**Entries supplied**
▼▼▼

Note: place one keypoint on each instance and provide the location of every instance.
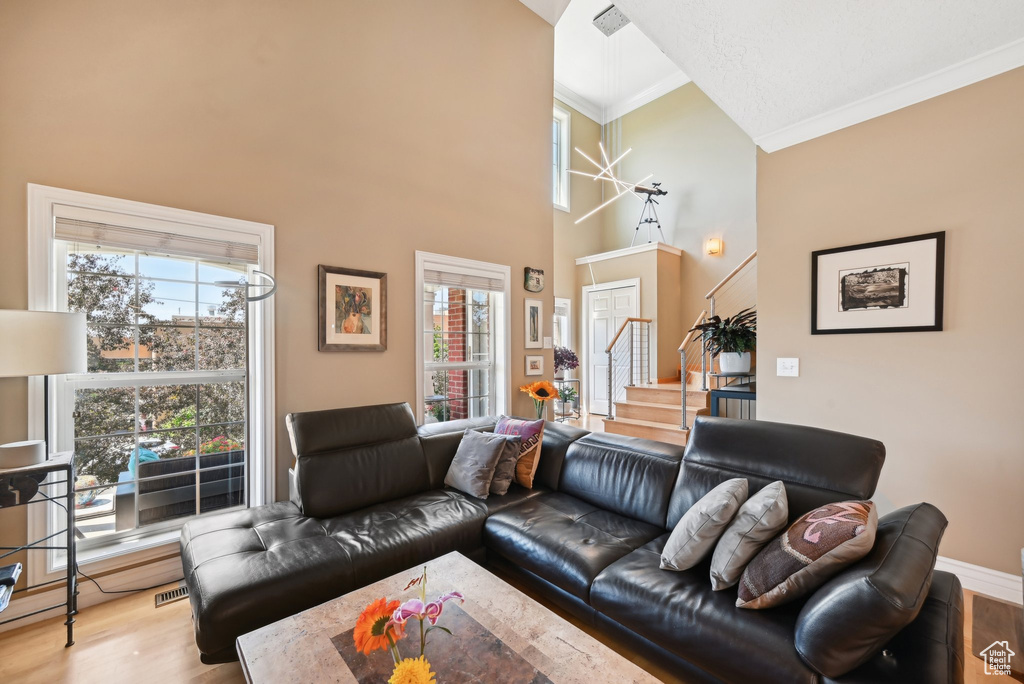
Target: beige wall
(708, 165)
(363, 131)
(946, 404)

▲▲▲
▼▼▼

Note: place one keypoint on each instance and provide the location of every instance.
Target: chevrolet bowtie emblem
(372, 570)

▲▲▲
▼▼▼

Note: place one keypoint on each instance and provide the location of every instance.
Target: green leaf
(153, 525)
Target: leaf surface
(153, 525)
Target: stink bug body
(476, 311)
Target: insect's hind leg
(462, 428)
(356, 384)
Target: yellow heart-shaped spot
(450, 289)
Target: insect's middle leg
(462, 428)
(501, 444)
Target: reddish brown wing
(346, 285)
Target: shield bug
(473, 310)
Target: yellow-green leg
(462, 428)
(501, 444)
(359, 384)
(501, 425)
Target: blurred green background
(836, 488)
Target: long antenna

▲▲▲

**What to do**
Your answer must consist solely of the lines above between the line holding "Target: insect's hind leg" and the line holding "Target: long antenna", inclusive, copied exactly.

**Problem solution**
Target: insect's hind leg
(462, 428)
(356, 384)
Target: yellow heart-shaped spot
(450, 289)
Target: insect's middle leg
(462, 428)
(501, 444)
Target: reddish brown wing
(346, 285)
Target: shield bug
(473, 310)
Target: yellow-green leg
(462, 428)
(501, 444)
(359, 384)
(501, 425)
Target: blurred green background
(836, 488)
Target: long antenna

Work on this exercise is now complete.